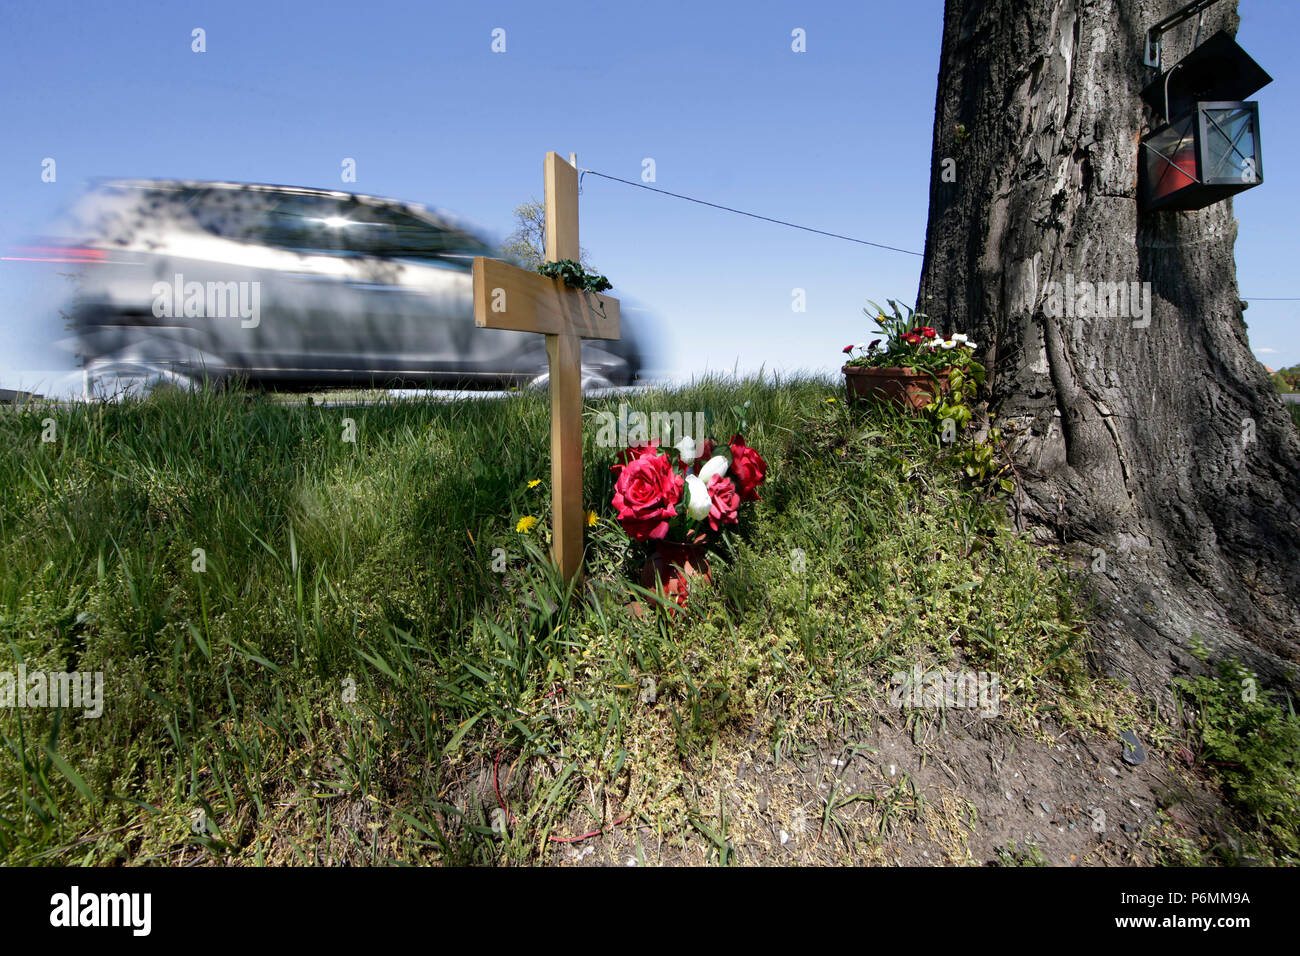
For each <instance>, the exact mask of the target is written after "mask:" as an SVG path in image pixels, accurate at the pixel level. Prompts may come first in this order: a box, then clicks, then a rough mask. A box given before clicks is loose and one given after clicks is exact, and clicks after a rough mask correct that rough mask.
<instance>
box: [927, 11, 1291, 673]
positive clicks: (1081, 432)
mask: <svg viewBox="0 0 1300 956" xmlns="http://www.w3.org/2000/svg"><path fill="white" fill-rule="evenodd" d="M1184 1H1186V0H1114V1H1105V0H983V1H982V0H948V3H946V9H945V13H944V42H943V59H941V64H940V72H939V96H937V103H936V111H935V138H933V160H932V169H931V173H932V186H931V194H930V221H928V229H927V237H926V259H924V265H923V269H922V280H920V290H919V294H918V308H919V310H920V311H923V312H926V313H928V315H930V316H931V324H932V325H937V326H940V328H941V329H944V330H946V332H952V330H961V332H970V333H971V334H972V338H974V339H975V341H976V342H978V343H979V352H980V356H982V359H983V360H984V362H985V364H987V365H988V369H989V382H991V389H989V394H991V399H989V402H991V410H992V411H993V412H995V414H996V421H997V423H998V424H1001V425H1002V428H1004V431H1005V432H1006V433H1008V437H1009V442H1008V444H1009V449H1010V450H1011V454H1013V457H1014V460H1015V463H1017V467H1018V470H1019V472H1021V476H1022V480H1023V496H1022V499H1021V501H1019V507H1021V510H1022V514H1023V516H1024V519H1027V520H1028V522H1030V524H1031V527H1032V528H1034V529H1035V531H1036V532H1037V533H1039V535H1041V536H1047V537H1054V538H1057V540H1058V541H1061V542H1062V544H1066V545H1067V546H1069V549H1070V553H1071V557H1073V563H1074V564H1075V566H1076V567H1079V568H1080V570H1082V572H1083V574H1084V575H1086V578H1084V585H1086V591H1087V592H1088V593H1089V594H1091V596H1092V598H1093V600H1095V601H1096V602H1097V626H1096V627H1095V628H1093V637H1095V648H1096V653H1097V656H1099V658H1100V663H1101V665H1102V666H1104V667H1105V669H1106V670H1108V671H1110V672H1115V674H1118V675H1121V676H1123V678H1125V679H1127V680H1128V682H1130V683H1131V684H1135V685H1136V687H1138V688H1140V689H1143V691H1145V692H1148V693H1151V695H1153V696H1156V697H1158V698H1167V695H1169V679H1170V676H1171V674H1174V672H1177V671H1178V670H1180V669H1182V667H1183V666H1186V665H1188V663H1191V658H1190V656H1188V649H1190V648H1191V646H1193V644H1195V643H1196V640H1197V636H1199V637H1200V639H1203V640H1204V643H1205V645H1206V646H1208V648H1209V649H1210V650H1212V653H1214V654H1216V656H1221V654H1235V656H1238V657H1240V658H1243V661H1244V662H1245V663H1247V665H1248V666H1251V667H1253V669H1255V670H1256V671H1258V672H1260V674H1261V676H1262V678H1265V680H1266V682H1268V683H1281V682H1284V683H1290V684H1291V685H1295V683H1296V678H1295V671H1296V663H1297V662H1300V507H1297V501H1296V492H1297V489H1300V441H1297V433H1296V429H1295V427H1294V424H1292V421H1291V419H1290V416H1288V415H1287V412H1286V410H1284V407H1283V405H1282V402H1281V401H1279V398H1278V397H1277V394H1275V392H1274V389H1273V386H1271V384H1270V382H1269V380H1268V377H1266V375H1265V372H1264V368H1262V365H1260V363H1258V362H1256V359H1255V356H1253V355H1252V354H1251V349H1249V345H1248V342H1247V333H1245V323H1244V321H1243V304H1242V302H1240V299H1239V297H1238V287H1236V267H1235V263H1234V256H1232V243H1234V241H1235V237H1236V221H1235V220H1234V219H1232V206H1231V200H1226V202H1221V203H1218V204H1216V206H1210V207H1209V208H1205V209H1201V211H1197V212H1156V213H1144V212H1139V207H1138V161H1139V138H1140V135H1141V134H1143V133H1145V131H1147V130H1148V129H1151V126H1152V125H1153V122H1156V124H1158V122H1160V118H1158V117H1156V116H1153V114H1152V113H1151V111H1149V109H1147V107H1145V104H1144V103H1143V100H1141V98H1140V91H1141V88H1143V87H1144V86H1145V85H1147V83H1148V82H1149V81H1151V79H1152V78H1153V77H1154V75H1156V72H1154V70H1153V69H1151V68H1147V66H1144V65H1143V60H1141V57H1143V43H1144V36H1145V31H1147V29H1148V27H1149V26H1151V25H1152V23H1154V22H1157V21H1158V20H1161V18H1162V17H1165V16H1167V14H1169V13H1171V12H1173V10H1174V9H1177V8H1178V7H1182V5H1183V3H1184ZM1236 25H1238V17H1236V10H1235V3H1234V0H1222V3H1219V4H1218V5H1217V7H1214V8H1212V9H1210V10H1208V12H1206V14H1205V25H1204V31H1203V38H1209V36H1212V35H1213V34H1214V33H1216V31H1217V30H1219V29H1227V30H1229V31H1230V33H1234V34H1235V31H1236ZM1195 34H1196V22H1195V20H1192V21H1188V22H1187V23H1184V25H1183V26H1180V27H1177V29H1175V30H1173V31H1171V33H1167V34H1165V55H1164V56H1165V65H1166V68H1167V66H1169V65H1171V64H1173V62H1175V61H1177V60H1179V59H1180V57H1183V56H1186V55H1187V53H1188V52H1190V51H1191V48H1192V44H1193V39H1195ZM1264 66H1265V69H1268V64H1264ZM1268 122H1269V117H1268V116H1264V117H1261V126H1264V125H1266V124H1268ZM1266 139H1268V138H1266V137H1265V140H1266ZM945 159H952V160H956V164H953V163H946V164H945ZM945 172H948V173H949V174H948V176H946V178H948V179H952V178H953V176H952V173H953V172H956V182H945V181H944V179H945ZM1258 189H1260V190H1268V189H1269V185H1268V183H1266V182H1265V183H1264V185H1261V186H1258ZM1067 276H1071V277H1073V280H1074V281H1075V282H1079V281H1089V282H1126V284H1127V282H1149V284H1151V286H1149V287H1151V311H1149V325H1145V324H1144V319H1143V317H1141V315H1140V311H1139V310H1131V311H1130V313H1128V315H1123V313H1121V315H1115V316H1110V315H1109V313H1108V315H1106V316H1099V317H1087V319H1080V317H1071V316H1069V315H1061V316H1056V315H1054V313H1056V312H1060V311H1061V310H1060V308H1057V303H1054V302H1052V300H1050V291H1052V287H1050V286H1049V282H1060V284H1065V282H1066V277H1067ZM1135 313H1136V315H1135Z"/></svg>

PROBLEM REQUIREMENTS. Except for the pictures, copy every line of the records above exactly.

SOLUTION FOR THIS EXERCISE.
For each <instance>, the exact mask of the target is written after "mask:" as an SVG path in image pixels, accurate at the pixel level. Prompts may come first in this order: a box, then clicks, then a rough mask. A box given before clicks is loose and one given after clicks is exact, and clicks after a rough mask correct that rough mask.
<instance>
box: [927, 11, 1291, 673]
positive clicks: (1081, 432)
mask: <svg viewBox="0 0 1300 956" xmlns="http://www.w3.org/2000/svg"><path fill="white" fill-rule="evenodd" d="M1184 1H1186V0H1114V1H1105V0H983V1H982V0H948V3H946V9H945V13H944V42H943V59H941V64H940V72H939V96H937V103H936V111H935V138H933V160H932V169H931V173H932V186H931V194H930V221H928V229H927V237H926V259H924V265H923V269H922V280H920V290H919V294H918V308H919V310H920V311H923V312H926V313H928V315H930V316H931V324H932V325H937V326H940V328H941V329H944V330H946V332H952V330H961V332H970V333H971V334H972V338H974V339H975V341H976V342H978V343H979V352H980V356H982V359H983V360H984V362H985V364H987V365H988V369H989V382H991V389H989V394H991V399H989V402H991V410H992V411H993V412H995V414H996V421H997V423H998V424H1001V425H1002V428H1004V431H1005V432H1006V433H1008V437H1009V442H1008V444H1009V449H1010V450H1011V454H1013V457H1014V460H1015V463H1017V467H1018V470H1019V472H1021V476H1022V480H1023V496H1022V499H1021V501H1019V507H1021V510H1022V514H1023V516H1024V519H1027V520H1028V522H1030V524H1031V527H1032V528H1034V529H1035V531H1036V532H1037V533H1039V535H1041V536H1047V537H1054V538H1057V540H1058V541H1061V542H1062V544H1066V545H1067V546H1069V549H1070V553H1071V557H1073V563H1074V564H1075V566H1076V567H1079V568H1080V570H1082V572H1083V574H1084V575H1086V578H1084V585H1086V591H1087V592H1088V593H1089V594H1091V596H1092V598H1093V600H1095V601H1096V602H1097V626H1096V627H1095V628H1093V637H1095V648H1096V653H1097V656H1099V658H1100V663H1101V665H1102V666H1104V667H1105V669H1106V670H1108V671H1110V672H1115V674H1118V675H1121V676H1123V678H1125V679H1127V680H1128V682H1130V683H1131V684H1135V685H1136V687H1138V688H1140V689H1143V691H1145V692H1148V693H1151V695H1153V696H1156V697H1158V698H1167V695H1169V679H1170V676H1171V674H1174V672H1177V671H1178V670H1180V669H1182V667H1183V666H1186V665H1188V663H1191V658H1190V656H1188V649H1190V648H1191V646H1193V644H1195V643H1196V640H1197V636H1199V637H1200V639H1203V640H1204V643H1205V645H1206V646H1208V648H1209V649H1210V650H1212V653H1214V654H1216V656H1221V654H1235V656H1238V657H1240V658H1243V661H1244V662H1245V663H1247V665H1248V666H1251V667H1253V669H1255V670H1256V671H1258V672H1260V674H1261V676H1262V678H1265V680H1266V682H1268V683H1281V682H1284V683H1290V684H1291V685H1295V683H1296V678H1295V671H1296V663H1297V662H1300V507H1297V501H1296V492H1297V489H1300V441H1297V433H1296V429H1295V427H1294V424H1292V421H1291V419H1290V416H1288V415H1287V412H1286V410H1284V407H1283V405H1282V402H1281V401H1279V398H1278V397H1277V394H1275V392H1274V389H1273V386H1271V384H1270V382H1269V380H1268V377H1266V375H1265V372H1264V368H1262V365H1260V363H1258V362H1256V359H1255V356H1253V355H1252V354H1251V349H1249V345H1248V342H1247V333H1245V323H1244V321H1243V304H1242V302H1240V299H1239V297H1238V287H1236V267H1235V263H1234V256H1232V243H1234V241H1235V237H1236V221H1235V220H1234V219H1232V206H1231V200H1226V202H1221V203H1218V204H1216V206H1210V207H1209V208H1205V209H1201V211H1197V212H1156V213H1144V212H1139V207H1138V161H1139V138H1140V135H1141V134H1143V133H1145V131H1147V130H1148V129H1151V126H1152V125H1153V122H1156V124H1158V122H1160V118H1158V117H1156V116H1153V114H1152V113H1151V111H1149V109H1147V107H1145V104H1144V103H1143V100H1141V98H1140V91H1141V88H1143V87H1144V86H1145V85H1147V83H1148V82H1149V81H1151V79H1152V78H1153V77H1154V75H1156V72H1154V70H1153V69H1151V68H1147V66H1144V65H1143V60H1141V57H1143V43H1144V36H1145V31H1147V29H1148V27H1149V26H1151V25H1152V23H1154V22H1157V21H1158V20H1161V18H1162V17H1165V16H1167V14H1169V13H1171V12H1173V10H1174V9H1177V8H1178V7H1182V5H1183V3H1184ZM1236 25H1238V17H1236V10H1235V3H1234V0H1222V3H1219V4H1218V5H1217V7H1214V8H1212V9H1210V10H1208V12H1206V14H1205V25H1204V31H1203V38H1209V36H1212V35H1213V34H1214V33H1216V31H1217V30H1219V29H1227V30H1229V31H1230V33H1234V34H1235V31H1236ZM1195 34H1196V22H1195V20H1192V21H1188V22H1187V23H1184V25H1183V26H1180V27H1177V29H1175V30H1173V31H1171V33H1167V34H1165V55H1164V56H1165V65H1166V68H1167V66H1169V65H1171V64H1173V62H1175V61H1177V60H1179V59H1180V57H1183V56H1186V55H1187V53H1188V52H1190V51H1191V48H1192V44H1193V39H1195ZM1264 66H1265V69H1268V64H1264ZM1268 122H1269V117H1268V116H1264V117H1261V126H1264V125H1266V124H1268ZM1266 139H1268V138H1266V137H1265V140H1266ZM945 159H952V160H956V164H953V163H946V164H945ZM945 172H948V173H949V174H948V176H946V178H948V179H952V178H953V176H952V173H953V172H956V182H945V181H944V179H945ZM1258 189H1260V190H1268V189H1269V185H1268V183H1266V182H1265V183H1264V185H1261V186H1258ZM1067 276H1071V277H1073V280H1074V281H1075V282H1079V281H1089V282H1126V284H1127V282H1149V284H1151V286H1149V287H1151V311H1149V325H1145V324H1144V319H1143V317H1141V315H1140V311H1139V310H1131V311H1130V313H1128V315H1123V313H1121V315H1115V316H1110V315H1109V313H1108V315H1106V316H1099V317H1087V319H1080V317H1071V316H1069V315H1061V316H1056V315H1054V313H1056V312H1060V311H1061V310H1060V308H1057V303H1054V302H1052V300H1050V291H1052V287H1050V286H1049V282H1060V284H1065V282H1066V277H1067ZM1135 313H1136V315H1135Z"/></svg>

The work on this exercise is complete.